━━━━━ Data records
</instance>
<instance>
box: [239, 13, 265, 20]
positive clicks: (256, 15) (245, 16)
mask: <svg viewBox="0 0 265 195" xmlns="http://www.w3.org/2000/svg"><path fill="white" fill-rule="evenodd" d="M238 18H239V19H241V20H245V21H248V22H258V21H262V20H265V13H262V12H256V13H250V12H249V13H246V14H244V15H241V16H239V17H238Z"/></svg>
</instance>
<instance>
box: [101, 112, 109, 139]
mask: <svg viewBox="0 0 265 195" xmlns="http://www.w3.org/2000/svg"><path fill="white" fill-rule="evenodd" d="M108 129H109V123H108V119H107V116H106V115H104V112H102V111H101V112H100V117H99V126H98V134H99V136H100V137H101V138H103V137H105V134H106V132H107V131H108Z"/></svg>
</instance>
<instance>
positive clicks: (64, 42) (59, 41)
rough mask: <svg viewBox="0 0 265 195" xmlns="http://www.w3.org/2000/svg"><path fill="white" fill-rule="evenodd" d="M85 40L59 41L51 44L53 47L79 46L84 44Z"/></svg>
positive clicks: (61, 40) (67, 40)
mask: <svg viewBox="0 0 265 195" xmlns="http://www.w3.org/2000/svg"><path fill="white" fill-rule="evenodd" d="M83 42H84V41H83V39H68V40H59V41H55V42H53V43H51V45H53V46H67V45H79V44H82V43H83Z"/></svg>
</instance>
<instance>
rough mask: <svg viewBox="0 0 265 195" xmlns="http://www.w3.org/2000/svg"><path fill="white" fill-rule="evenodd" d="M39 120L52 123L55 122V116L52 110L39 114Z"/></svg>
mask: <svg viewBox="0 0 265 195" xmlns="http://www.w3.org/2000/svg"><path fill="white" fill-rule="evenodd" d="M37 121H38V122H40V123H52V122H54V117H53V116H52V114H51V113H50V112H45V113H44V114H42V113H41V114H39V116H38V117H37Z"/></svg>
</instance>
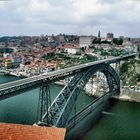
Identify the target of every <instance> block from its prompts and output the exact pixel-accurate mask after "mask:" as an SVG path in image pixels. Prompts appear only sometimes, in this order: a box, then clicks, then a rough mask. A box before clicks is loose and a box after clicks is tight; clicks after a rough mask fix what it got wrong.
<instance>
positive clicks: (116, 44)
mask: <svg viewBox="0 0 140 140" xmlns="http://www.w3.org/2000/svg"><path fill="white" fill-rule="evenodd" d="M113 43H114V44H116V45H122V43H123V39H122V38H113Z"/></svg>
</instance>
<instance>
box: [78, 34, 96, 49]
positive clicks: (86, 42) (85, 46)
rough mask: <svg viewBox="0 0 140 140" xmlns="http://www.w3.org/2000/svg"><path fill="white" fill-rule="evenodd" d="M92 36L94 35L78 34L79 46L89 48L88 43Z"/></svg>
mask: <svg viewBox="0 0 140 140" xmlns="http://www.w3.org/2000/svg"><path fill="white" fill-rule="evenodd" d="M94 38H95V37H93V36H80V37H79V45H80V48H89V45H91V44H92V42H93V39H94Z"/></svg>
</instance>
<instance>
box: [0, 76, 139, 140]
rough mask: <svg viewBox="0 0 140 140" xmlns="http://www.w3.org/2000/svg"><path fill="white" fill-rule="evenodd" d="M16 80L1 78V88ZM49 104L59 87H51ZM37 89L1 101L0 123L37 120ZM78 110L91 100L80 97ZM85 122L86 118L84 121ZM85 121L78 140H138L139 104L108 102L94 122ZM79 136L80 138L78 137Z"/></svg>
mask: <svg viewBox="0 0 140 140" xmlns="http://www.w3.org/2000/svg"><path fill="white" fill-rule="evenodd" d="M17 79H19V78H17V77H13V76H4V75H0V84H2V83H6V82H9V81H13V80H17ZM50 89H51V93H52V94H51V100H53V99H54V98H55V97H56V96H57V94H58V93H59V91H60V90H61V89H62V86H58V85H51V86H50ZM38 97H39V89H34V90H32V91H28V92H26V93H24V94H21V95H18V96H15V97H11V98H9V99H5V100H2V101H0V122H10V123H21V124H33V123H35V122H36V120H37V109H38ZM78 100H79V102H77V109H80V108H82V106H85V105H86V104H87V103H89V102H90V101H91V100H93V98H91V97H88V96H87V95H85V94H82V96H80V97H79V99H78ZM87 118H88V117H87ZM89 118H90V121H89V120H85V122H86V124H87V125H85V124H84V127H85V128H86V127H89V128H90V129H86V130H88V131H84V132H81V131H80V127H79V128H78V129H77V131H78V132H79V133H78V132H77V134H76V135H78V136H75V138H72V139H79V140H139V139H140V104H138V103H130V102H117V101H110V108H108V110H107V111H106V112H104V114H103V115H102V117H101V118H100V119H99V120H98V121H97V122H96V123H94V124H93V123H92V119H93V117H92V116H90V117H89ZM81 124H82V123H81ZM79 136H80V137H79Z"/></svg>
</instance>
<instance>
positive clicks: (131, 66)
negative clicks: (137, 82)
mask: <svg viewBox="0 0 140 140" xmlns="http://www.w3.org/2000/svg"><path fill="white" fill-rule="evenodd" d="M139 62H140V60H131V61H129V62H126V63H123V64H122V65H121V67H120V74H121V79H122V80H123V83H124V84H125V85H136V84H137V82H140V63H139Z"/></svg>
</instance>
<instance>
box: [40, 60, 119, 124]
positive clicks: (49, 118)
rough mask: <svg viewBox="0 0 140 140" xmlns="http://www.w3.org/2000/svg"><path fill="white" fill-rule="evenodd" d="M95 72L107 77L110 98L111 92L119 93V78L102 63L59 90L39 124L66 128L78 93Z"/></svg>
mask: <svg viewBox="0 0 140 140" xmlns="http://www.w3.org/2000/svg"><path fill="white" fill-rule="evenodd" d="M97 71H101V72H103V73H104V74H105V76H106V77H107V82H108V85H109V90H110V96H112V95H111V93H114V92H113V91H116V92H119V90H120V89H119V88H120V79H119V76H118V74H117V73H116V72H115V70H114V69H113V68H112V67H111V66H110V65H109V64H105V63H104V64H100V65H95V66H92V67H90V68H89V69H86V70H85V71H83V72H82V73H79V74H77V75H76V76H74V77H73V79H72V80H71V81H70V82H69V83H68V84H67V85H66V86H65V87H64V88H63V89H62V90H61V92H60V93H59V95H58V96H57V97H56V99H55V100H54V102H53V103H52V104H51V106H50V107H49V108H48V111H46V113H45V114H44V115H43V116H42V119H41V122H43V123H46V124H48V125H51V126H57V127H66V126H67V123H68V120H69V116H70V112H71V111H72V108H73V106H74V104H75V103H76V100H77V97H78V95H79V93H80V91H81V90H82V89H83V88H84V86H85V84H86V83H87V82H88V80H89V79H90V78H91V77H92V75H93V74H95V73H96V72H97Z"/></svg>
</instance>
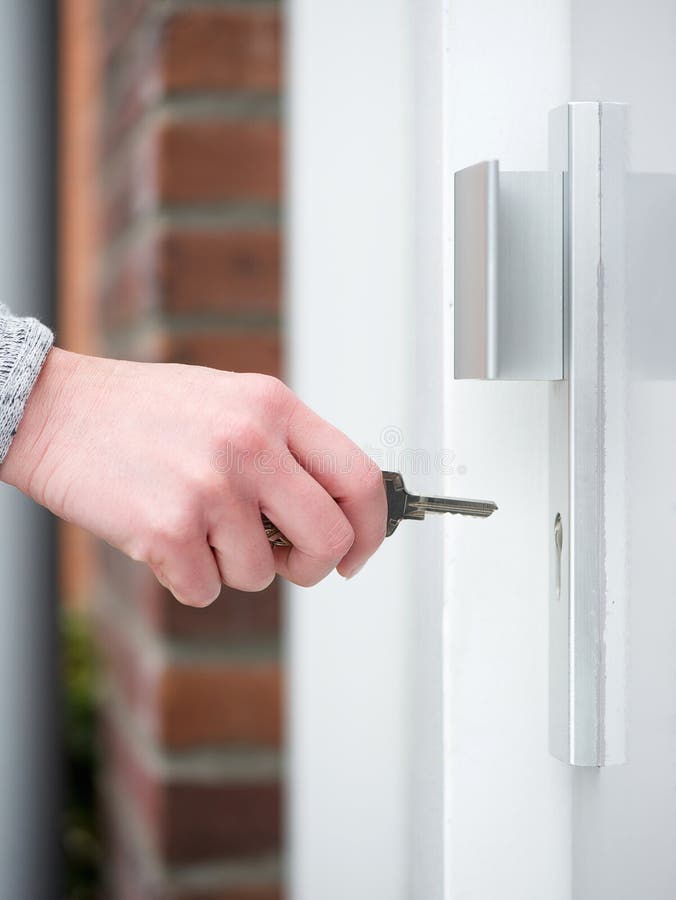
━━━━━━━━━━
## What the task requires:
Repeat all the data as it stands, dropping any images it holds.

## Output for this exercise:
</instance>
<instance>
box: [239, 13, 265, 20]
positive clicks: (256, 15) (245, 16)
mask: <svg viewBox="0 0 265 195" xmlns="http://www.w3.org/2000/svg"><path fill="white" fill-rule="evenodd" d="M238 18H239V19H241V20H245V21H248V22H258V21H262V20H265V13H262V12H256V13H250V12H249V13H246V14H244V15H241V16H239V17H238Z"/></svg>
</instance>
<instance>
box: [101, 112, 109, 139]
mask: <svg viewBox="0 0 265 195" xmlns="http://www.w3.org/2000/svg"><path fill="white" fill-rule="evenodd" d="M108 129H109V123H108V119H107V116H106V115H104V112H102V111H101V112H100V117H99V126H98V134H99V136H100V137H101V138H103V137H105V134H106V132H107V131H108Z"/></svg>
</instance>
<instance>
positive clicks: (64, 42) (59, 41)
rough mask: <svg viewBox="0 0 265 195" xmlns="http://www.w3.org/2000/svg"><path fill="white" fill-rule="evenodd" d="M85 40L59 41L51 44L53 47L79 46L84 44Z"/></svg>
positive clicks: (61, 40) (67, 40)
mask: <svg viewBox="0 0 265 195" xmlns="http://www.w3.org/2000/svg"><path fill="white" fill-rule="evenodd" d="M83 42H84V41H83V39H68V40H59V41H55V42H53V43H51V45H53V46H67V45H79V44H82V43H83Z"/></svg>
</instance>
<instance>
rough mask: <svg viewBox="0 0 265 195" xmlns="http://www.w3.org/2000/svg"><path fill="white" fill-rule="evenodd" d="M39 120L52 123L55 122V116L52 110L39 114Z"/></svg>
mask: <svg viewBox="0 0 265 195" xmlns="http://www.w3.org/2000/svg"><path fill="white" fill-rule="evenodd" d="M37 121H38V122H40V123H52V122H54V117H53V116H52V114H51V113H50V112H45V113H44V114H42V113H41V114H39V116H38V117H37Z"/></svg>
</instance>
Identify the target of every <instance> block from its prompts and output the exact pixel-accurate mask after "mask:" as an SVG path in image pixels. Prompts appear only sometimes, in this order: a box, then clicks, then a rough mask. A box before clicks is loose and a box after clicks is tight; clicks after a rough mask fix what it got wrong.
<instance>
positive clicks: (116, 44)
mask: <svg viewBox="0 0 140 140" xmlns="http://www.w3.org/2000/svg"><path fill="white" fill-rule="evenodd" d="M113 43H114V44H116V45H122V43H123V39H122V38H113Z"/></svg>
</instance>
<instance>
box: [78, 34, 96, 49]
positive clicks: (86, 42) (85, 46)
rough mask: <svg viewBox="0 0 140 140" xmlns="http://www.w3.org/2000/svg"><path fill="white" fill-rule="evenodd" d="M92 36L94 35L78 34L79 46L89 48L88 43Z"/></svg>
mask: <svg viewBox="0 0 140 140" xmlns="http://www.w3.org/2000/svg"><path fill="white" fill-rule="evenodd" d="M94 38H95V37H93V36H80V37H79V45H80V48H89V45H91V44H92V42H93V39H94Z"/></svg>
</instance>
<instance>
box: [0, 76, 139, 140]
rough mask: <svg viewBox="0 0 140 140" xmlns="http://www.w3.org/2000/svg"><path fill="white" fill-rule="evenodd" d="M16 80L1 78V88ZM49 104L59 87H51ZM37 89L1 101L0 123L37 120ZM78 110L91 100L80 97ZM85 122L86 118L84 121ZM85 121L78 140H138L139 104L108 102L94 122ZM79 136L80 138L78 137Z"/></svg>
mask: <svg viewBox="0 0 140 140" xmlns="http://www.w3.org/2000/svg"><path fill="white" fill-rule="evenodd" d="M17 79H19V78H17V77H13V76H4V75H0V84H2V83H6V82H9V81H13V80H17ZM50 89H51V93H52V94H51V100H53V99H54V98H55V97H56V96H57V94H58V93H59V91H60V90H61V89H62V86H58V85H51V86H50ZM38 97H39V89H34V90H32V91H28V92H26V93H24V94H21V95H18V96H15V97H11V98H9V99H5V100H2V101H0V122H10V123H21V124H33V123H35V122H36V120H37V109H38ZM78 100H79V102H77V109H80V108H82V106H85V105H86V104H87V103H89V102H90V101H91V100H93V98H91V97H88V96H87V95H85V94H82V96H80V97H79V99H78ZM87 118H88V117H87ZM89 118H90V121H89V120H85V122H86V124H87V125H85V124H84V127H85V128H86V127H89V128H90V129H86V130H88V131H84V132H81V131H80V127H79V128H78V129H77V131H78V132H79V133H78V132H77V134H76V135H78V136H75V138H72V139H79V140H139V139H140V104H138V103H130V102H117V101H110V108H108V110H107V111H106V112H104V114H103V115H102V117H101V118H100V119H99V120H98V121H97V122H96V123H94V124H93V123H92V119H93V117H92V116H90V117H89ZM81 124H82V123H81ZM79 136H80V137H79Z"/></svg>
</instance>
<instance>
positive clicks: (131, 66)
negative clicks: (137, 82)
mask: <svg viewBox="0 0 140 140" xmlns="http://www.w3.org/2000/svg"><path fill="white" fill-rule="evenodd" d="M139 62H140V60H131V61H129V62H126V63H123V64H122V65H121V67H120V74H121V79H122V80H123V83H124V84H125V85H136V84H137V82H140V63H139Z"/></svg>
</instance>
<instance>
box: [40, 60, 119, 124]
positive clicks: (49, 118)
rough mask: <svg viewBox="0 0 140 140" xmlns="http://www.w3.org/2000/svg"><path fill="white" fill-rule="evenodd" d="M95 72L107 77L110 98L111 92L119 93V78L102 63L59 90L39 124L66 128L78 93Z"/></svg>
mask: <svg viewBox="0 0 140 140" xmlns="http://www.w3.org/2000/svg"><path fill="white" fill-rule="evenodd" d="M97 71H101V72H103V73H104V74H105V76H106V77H107V82H108V85H109V90H110V96H112V95H111V93H114V92H113V91H116V92H119V90H120V89H119V88H120V79H119V76H118V74H117V73H116V72H115V70H114V69H113V68H112V67H111V66H110V65H109V64H105V63H104V64H100V65H95V66H92V67H90V68H89V69H86V70H85V71H83V72H82V73H79V74H77V75H76V76H74V77H73V79H72V80H71V81H70V82H69V83H68V84H67V85H66V86H65V87H64V88H63V89H62V90H61V92H60V93H59V95H58V96H57V97H56V99H55V100H54V102H53V103H52V104H51V106H50V107H49V108H48V111H46V113H45V114H44V115H43V116H42V119H41V122H43V123H46V124H48V125H51V126H57V127H66V126H67V123H68V120H69V116H70V112H71V111H72V108H73V106H74V104H75V103H76V100H77V97H78V95H79V93H80V91H81V90H82V89H83V88H84V86H85V84H86V83H87V82H88V80H89V79H90V78H91V77H92V75H93V74H95V73H96V72H97Z"/></svg>
</instance>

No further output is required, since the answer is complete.